▶ **Directions for this task**
Write out, exactly as they appear, only the lines running from the line with "# point at: the banana" to the final line of the listing; include both.

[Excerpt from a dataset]
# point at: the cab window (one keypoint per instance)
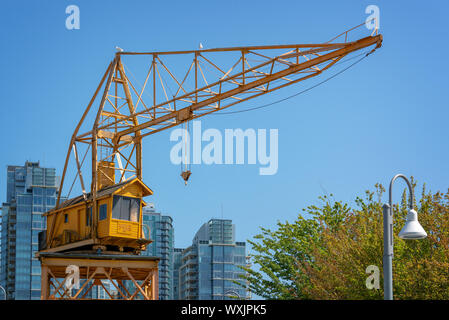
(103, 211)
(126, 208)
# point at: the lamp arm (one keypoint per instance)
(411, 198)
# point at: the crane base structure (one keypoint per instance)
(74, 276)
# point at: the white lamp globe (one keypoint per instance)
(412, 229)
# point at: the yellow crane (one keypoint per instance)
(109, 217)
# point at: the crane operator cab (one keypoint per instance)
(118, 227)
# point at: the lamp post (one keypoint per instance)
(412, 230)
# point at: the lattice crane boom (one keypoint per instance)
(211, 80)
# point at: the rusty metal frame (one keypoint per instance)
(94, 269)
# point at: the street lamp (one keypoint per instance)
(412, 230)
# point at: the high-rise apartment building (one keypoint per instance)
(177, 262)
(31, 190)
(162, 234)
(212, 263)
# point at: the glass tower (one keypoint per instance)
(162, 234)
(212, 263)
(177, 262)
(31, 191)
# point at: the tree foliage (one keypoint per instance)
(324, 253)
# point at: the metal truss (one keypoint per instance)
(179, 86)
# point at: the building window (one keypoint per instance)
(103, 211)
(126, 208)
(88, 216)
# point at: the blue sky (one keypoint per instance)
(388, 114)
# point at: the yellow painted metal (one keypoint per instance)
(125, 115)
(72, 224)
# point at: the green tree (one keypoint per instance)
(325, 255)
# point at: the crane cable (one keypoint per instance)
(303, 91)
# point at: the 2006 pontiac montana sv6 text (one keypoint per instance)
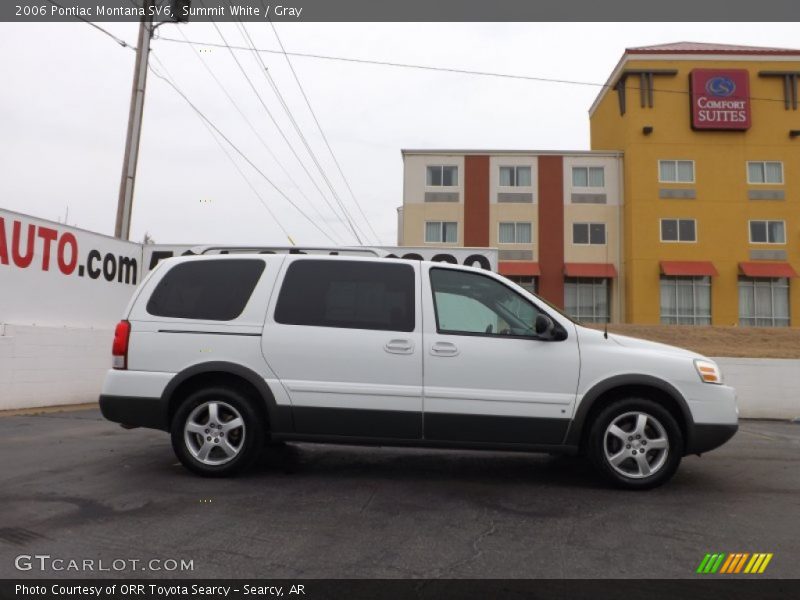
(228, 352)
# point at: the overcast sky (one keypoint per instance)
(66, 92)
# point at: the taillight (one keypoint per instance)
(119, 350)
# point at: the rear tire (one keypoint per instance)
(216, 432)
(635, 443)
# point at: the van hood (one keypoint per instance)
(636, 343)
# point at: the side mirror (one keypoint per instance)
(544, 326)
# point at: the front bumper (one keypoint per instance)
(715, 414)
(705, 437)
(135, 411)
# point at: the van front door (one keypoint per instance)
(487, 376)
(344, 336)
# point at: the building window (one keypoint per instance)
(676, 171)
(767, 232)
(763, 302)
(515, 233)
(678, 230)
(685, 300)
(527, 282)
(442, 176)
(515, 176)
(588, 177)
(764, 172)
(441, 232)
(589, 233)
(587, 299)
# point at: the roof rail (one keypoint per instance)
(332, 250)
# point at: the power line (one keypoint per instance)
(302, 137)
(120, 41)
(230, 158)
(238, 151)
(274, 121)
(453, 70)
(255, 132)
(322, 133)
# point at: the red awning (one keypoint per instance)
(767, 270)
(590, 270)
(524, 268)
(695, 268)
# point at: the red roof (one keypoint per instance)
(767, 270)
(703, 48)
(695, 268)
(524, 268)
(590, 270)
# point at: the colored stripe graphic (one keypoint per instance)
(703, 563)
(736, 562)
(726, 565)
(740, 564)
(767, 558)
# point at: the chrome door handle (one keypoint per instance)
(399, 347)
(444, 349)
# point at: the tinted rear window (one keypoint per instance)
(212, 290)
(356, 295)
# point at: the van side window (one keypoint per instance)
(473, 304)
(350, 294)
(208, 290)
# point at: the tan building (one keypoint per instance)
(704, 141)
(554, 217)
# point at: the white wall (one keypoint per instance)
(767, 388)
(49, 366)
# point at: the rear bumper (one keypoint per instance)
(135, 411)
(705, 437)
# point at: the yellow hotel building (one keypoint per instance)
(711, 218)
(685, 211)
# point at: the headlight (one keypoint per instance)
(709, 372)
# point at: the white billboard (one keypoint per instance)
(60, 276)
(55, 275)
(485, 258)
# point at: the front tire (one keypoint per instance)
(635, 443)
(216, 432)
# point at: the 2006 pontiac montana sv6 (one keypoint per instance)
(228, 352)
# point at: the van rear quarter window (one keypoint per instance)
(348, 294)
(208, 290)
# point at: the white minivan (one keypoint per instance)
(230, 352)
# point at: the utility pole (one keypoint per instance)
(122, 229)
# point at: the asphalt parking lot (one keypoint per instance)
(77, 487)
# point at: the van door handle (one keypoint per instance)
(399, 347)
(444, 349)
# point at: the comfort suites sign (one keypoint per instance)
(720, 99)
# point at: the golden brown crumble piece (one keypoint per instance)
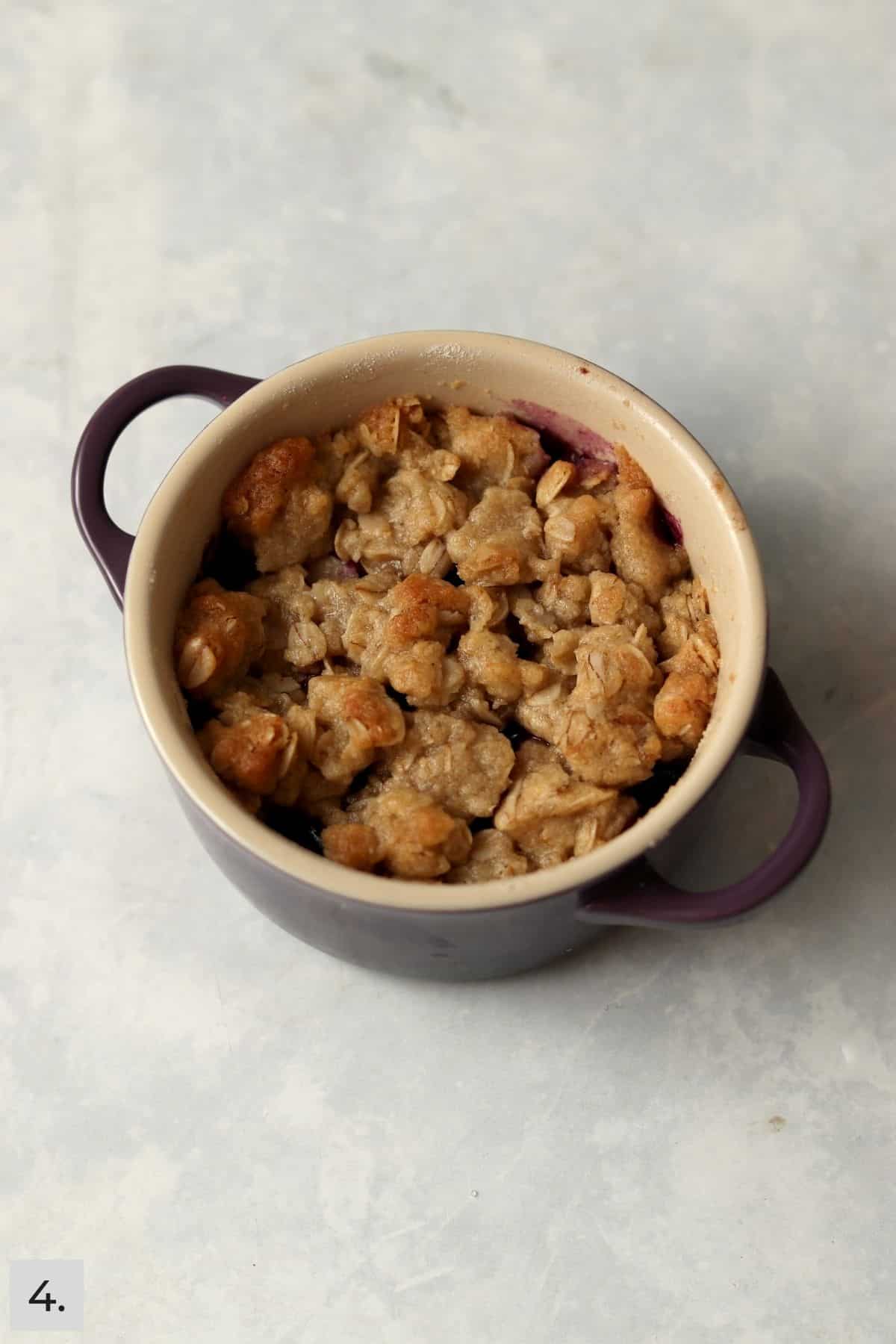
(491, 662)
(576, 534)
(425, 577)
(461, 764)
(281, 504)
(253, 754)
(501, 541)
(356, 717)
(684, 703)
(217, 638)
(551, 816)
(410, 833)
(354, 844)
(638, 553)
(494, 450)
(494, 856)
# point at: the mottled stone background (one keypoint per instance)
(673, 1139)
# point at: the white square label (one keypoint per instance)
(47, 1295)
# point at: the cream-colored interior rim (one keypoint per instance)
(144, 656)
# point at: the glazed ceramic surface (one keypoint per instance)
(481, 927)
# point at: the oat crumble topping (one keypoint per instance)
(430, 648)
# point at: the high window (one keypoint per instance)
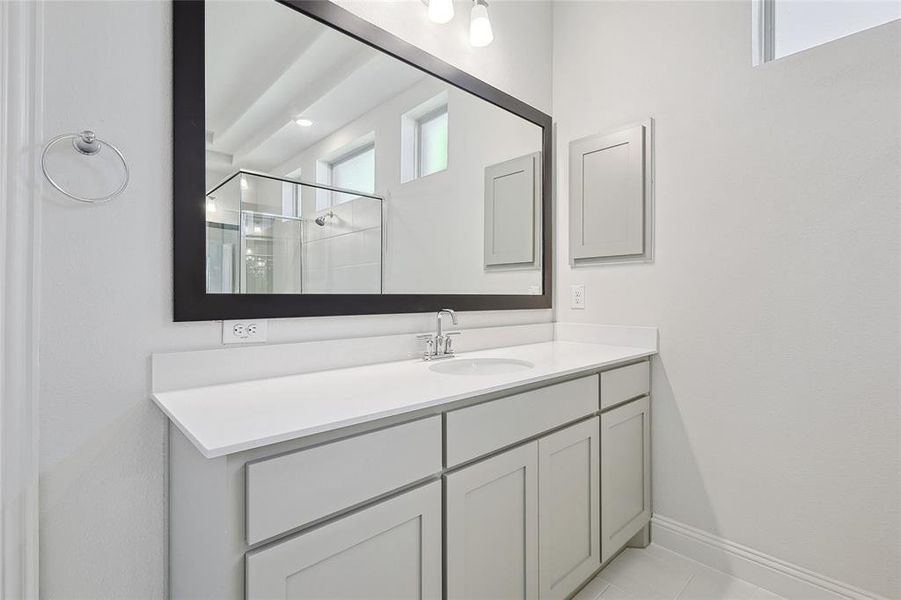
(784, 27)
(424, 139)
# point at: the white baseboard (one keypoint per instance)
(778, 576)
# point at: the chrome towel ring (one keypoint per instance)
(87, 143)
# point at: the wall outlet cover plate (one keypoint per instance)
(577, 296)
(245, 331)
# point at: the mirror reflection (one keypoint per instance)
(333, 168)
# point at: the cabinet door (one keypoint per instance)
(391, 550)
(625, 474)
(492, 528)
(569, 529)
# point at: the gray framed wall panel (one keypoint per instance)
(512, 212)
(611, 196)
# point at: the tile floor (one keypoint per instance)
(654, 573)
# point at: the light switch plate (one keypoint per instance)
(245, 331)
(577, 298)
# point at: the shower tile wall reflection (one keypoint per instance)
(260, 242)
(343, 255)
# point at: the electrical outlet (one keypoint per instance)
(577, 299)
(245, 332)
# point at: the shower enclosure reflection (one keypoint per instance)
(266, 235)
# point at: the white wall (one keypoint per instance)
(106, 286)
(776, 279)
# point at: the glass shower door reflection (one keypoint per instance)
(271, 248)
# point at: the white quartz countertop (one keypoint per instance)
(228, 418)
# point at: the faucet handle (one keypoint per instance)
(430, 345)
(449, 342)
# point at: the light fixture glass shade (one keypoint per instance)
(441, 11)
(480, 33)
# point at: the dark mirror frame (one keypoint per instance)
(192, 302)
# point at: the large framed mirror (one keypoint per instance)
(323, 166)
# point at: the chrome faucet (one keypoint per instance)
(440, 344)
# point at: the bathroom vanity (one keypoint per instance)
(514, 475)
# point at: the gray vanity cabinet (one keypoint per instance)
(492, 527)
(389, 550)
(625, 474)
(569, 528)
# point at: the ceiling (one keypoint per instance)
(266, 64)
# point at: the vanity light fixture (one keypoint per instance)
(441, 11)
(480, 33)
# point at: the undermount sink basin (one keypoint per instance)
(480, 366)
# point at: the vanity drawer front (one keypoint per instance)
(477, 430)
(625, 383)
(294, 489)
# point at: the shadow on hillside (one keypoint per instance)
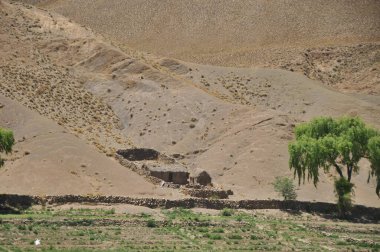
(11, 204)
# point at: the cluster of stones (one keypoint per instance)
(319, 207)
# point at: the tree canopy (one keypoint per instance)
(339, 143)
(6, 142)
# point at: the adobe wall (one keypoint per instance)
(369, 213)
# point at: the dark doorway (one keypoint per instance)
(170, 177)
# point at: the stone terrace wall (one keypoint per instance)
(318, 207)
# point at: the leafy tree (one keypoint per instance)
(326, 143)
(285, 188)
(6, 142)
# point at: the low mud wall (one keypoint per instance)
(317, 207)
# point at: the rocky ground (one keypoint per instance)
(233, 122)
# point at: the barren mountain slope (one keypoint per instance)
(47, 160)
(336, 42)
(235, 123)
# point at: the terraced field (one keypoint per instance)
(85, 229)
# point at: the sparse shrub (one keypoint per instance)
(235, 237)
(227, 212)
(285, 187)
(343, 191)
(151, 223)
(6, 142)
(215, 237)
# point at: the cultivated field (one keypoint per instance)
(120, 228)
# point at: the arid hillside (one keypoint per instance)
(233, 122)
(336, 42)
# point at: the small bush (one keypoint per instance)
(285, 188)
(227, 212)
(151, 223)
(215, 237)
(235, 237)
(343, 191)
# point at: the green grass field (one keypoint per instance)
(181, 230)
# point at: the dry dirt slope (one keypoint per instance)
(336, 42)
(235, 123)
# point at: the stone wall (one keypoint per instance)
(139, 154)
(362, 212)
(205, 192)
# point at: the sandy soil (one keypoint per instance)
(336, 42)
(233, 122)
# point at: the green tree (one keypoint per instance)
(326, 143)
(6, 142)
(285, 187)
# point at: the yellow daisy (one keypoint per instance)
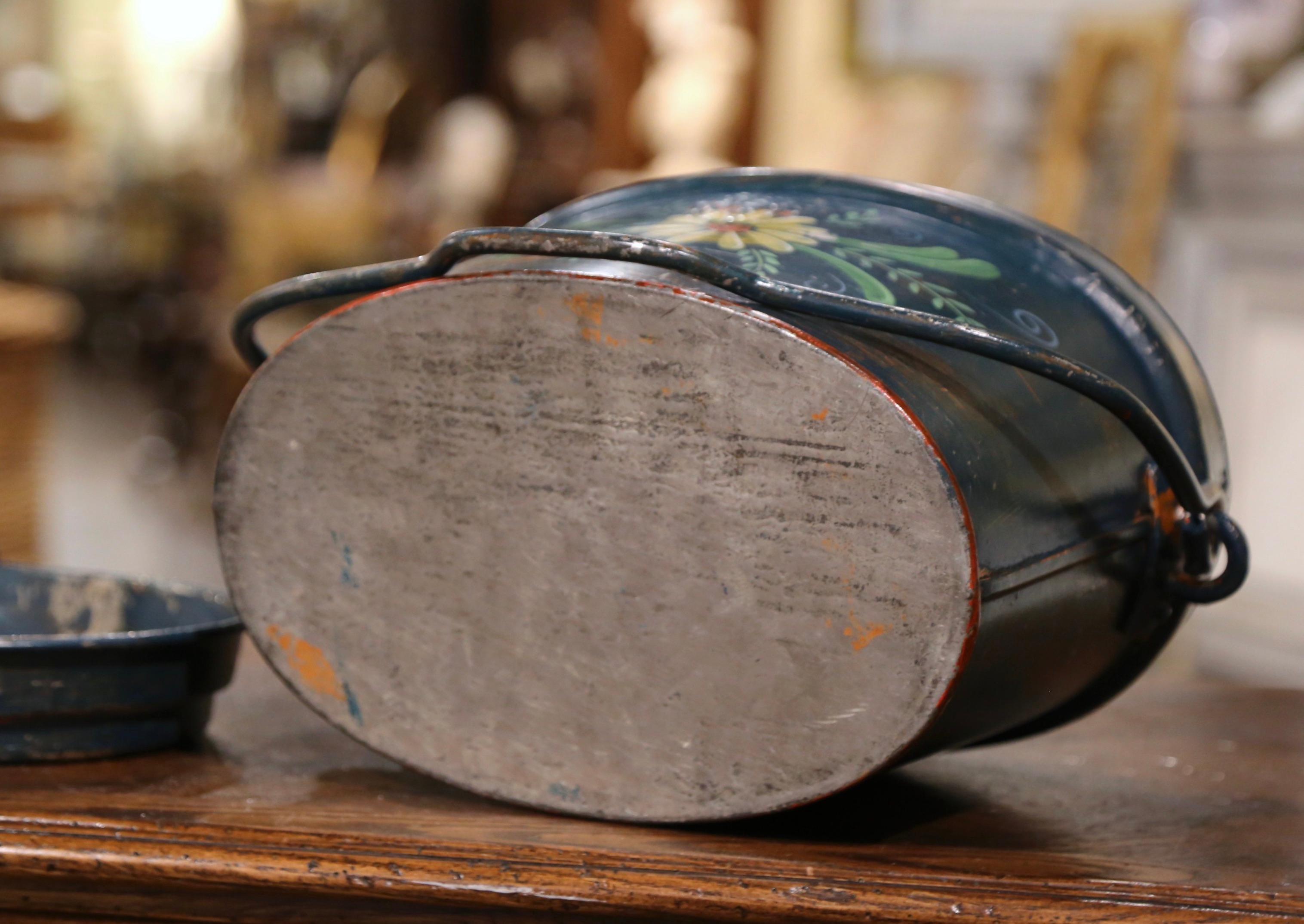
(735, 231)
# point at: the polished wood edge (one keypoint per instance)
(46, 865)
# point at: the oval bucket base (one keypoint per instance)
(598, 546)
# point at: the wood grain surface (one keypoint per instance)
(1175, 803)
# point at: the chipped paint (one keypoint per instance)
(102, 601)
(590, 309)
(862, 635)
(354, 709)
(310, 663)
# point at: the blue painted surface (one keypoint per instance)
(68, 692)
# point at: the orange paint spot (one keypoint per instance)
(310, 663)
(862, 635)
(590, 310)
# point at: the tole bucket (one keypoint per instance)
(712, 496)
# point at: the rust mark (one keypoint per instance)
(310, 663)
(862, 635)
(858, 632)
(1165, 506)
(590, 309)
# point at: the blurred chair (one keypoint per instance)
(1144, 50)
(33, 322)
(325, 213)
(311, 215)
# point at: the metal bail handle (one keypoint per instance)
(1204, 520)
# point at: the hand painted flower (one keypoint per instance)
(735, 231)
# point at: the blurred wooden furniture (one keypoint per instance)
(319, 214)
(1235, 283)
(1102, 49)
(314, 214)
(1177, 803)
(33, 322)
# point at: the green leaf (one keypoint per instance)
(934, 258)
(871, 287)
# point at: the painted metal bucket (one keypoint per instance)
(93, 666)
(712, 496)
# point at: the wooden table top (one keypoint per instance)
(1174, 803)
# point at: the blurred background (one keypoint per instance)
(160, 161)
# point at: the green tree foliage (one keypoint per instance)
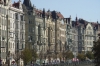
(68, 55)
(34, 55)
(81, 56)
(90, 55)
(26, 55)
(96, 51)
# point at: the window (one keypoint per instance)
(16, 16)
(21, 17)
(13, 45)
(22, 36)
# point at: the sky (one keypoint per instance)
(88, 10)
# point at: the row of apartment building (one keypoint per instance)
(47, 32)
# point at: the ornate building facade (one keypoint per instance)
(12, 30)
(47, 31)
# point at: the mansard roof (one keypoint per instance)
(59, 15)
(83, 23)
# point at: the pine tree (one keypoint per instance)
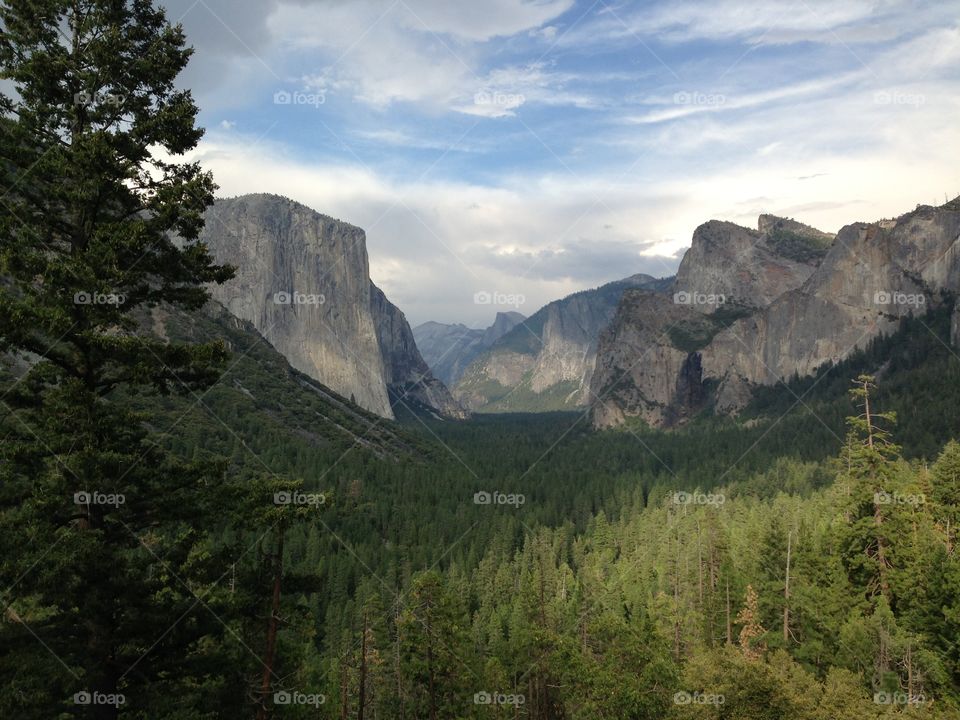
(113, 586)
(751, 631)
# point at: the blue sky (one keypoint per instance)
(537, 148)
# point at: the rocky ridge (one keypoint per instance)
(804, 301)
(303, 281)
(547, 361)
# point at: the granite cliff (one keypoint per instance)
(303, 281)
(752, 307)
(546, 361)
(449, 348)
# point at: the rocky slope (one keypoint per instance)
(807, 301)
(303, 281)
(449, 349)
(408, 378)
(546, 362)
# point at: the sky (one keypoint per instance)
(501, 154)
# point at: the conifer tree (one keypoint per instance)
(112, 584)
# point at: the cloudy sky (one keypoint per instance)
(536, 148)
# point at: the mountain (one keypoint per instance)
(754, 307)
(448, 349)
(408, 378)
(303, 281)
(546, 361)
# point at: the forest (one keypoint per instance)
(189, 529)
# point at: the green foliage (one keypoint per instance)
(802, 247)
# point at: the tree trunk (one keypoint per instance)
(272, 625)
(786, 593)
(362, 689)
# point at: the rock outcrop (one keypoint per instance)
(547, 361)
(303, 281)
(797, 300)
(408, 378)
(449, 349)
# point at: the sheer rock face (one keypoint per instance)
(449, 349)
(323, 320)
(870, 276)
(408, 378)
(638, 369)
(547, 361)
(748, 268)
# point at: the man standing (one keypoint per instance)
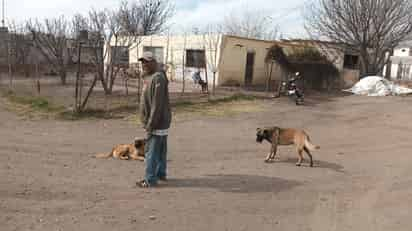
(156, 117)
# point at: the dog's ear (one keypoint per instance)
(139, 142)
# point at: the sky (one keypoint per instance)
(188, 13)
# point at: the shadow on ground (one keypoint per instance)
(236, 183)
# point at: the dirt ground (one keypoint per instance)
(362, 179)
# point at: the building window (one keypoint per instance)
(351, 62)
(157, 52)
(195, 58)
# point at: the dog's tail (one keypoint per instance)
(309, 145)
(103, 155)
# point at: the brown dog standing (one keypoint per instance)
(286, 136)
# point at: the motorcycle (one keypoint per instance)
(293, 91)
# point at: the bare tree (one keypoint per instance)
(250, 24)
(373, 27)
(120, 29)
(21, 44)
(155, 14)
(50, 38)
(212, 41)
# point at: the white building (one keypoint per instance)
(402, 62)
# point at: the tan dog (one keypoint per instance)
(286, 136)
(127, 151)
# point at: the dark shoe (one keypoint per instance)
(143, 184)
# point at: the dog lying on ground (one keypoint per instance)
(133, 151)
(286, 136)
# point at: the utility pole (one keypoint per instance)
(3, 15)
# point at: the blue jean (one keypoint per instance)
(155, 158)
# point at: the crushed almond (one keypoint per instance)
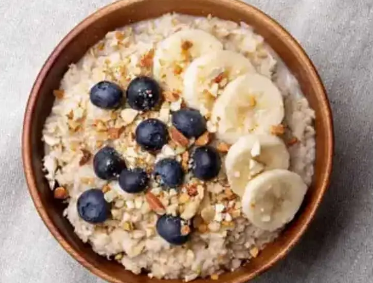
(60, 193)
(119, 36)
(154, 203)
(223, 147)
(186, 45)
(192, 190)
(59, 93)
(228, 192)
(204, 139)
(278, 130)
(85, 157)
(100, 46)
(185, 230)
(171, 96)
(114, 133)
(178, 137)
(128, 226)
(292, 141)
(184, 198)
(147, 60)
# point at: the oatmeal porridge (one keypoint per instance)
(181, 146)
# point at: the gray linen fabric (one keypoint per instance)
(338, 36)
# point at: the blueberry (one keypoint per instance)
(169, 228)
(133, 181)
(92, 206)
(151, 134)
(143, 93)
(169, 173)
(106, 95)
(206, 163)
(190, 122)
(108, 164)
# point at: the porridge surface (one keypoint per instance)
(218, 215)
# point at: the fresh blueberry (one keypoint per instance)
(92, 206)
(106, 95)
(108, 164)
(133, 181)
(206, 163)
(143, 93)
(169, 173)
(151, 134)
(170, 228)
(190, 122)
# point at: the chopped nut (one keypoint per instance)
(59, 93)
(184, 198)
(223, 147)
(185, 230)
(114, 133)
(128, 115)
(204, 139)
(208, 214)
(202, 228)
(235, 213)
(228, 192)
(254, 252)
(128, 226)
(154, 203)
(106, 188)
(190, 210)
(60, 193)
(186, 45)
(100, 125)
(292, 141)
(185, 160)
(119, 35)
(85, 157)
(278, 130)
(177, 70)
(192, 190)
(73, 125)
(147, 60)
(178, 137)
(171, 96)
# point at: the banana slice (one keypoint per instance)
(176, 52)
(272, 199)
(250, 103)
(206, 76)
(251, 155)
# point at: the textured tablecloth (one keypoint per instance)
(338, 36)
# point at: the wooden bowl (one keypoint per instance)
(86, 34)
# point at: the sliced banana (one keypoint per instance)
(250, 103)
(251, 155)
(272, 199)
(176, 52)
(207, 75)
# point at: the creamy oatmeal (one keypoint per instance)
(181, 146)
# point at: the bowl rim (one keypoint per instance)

▶ **Reply**
# point at: the banana slice (one keypoint per instance)
(176, 52)
(272, 199)
(250, 103)
(206, 76)
(251, 155)
# point at: the textured tablecloth (one keypoint per instance)
(338, 36)
# point at: the wooden bowl (one keypoint per instance)
(86, 34)
# point at: the sliced banana (one keypoint per instance)
(250, 103)
(251, 155)
(272, 199)
(176, 52)
(207, 75)
# point at: the creamy oatmeal (one keypoint per instance)
(181, 146)
# point at: the bowl rim (one keypoint per instance)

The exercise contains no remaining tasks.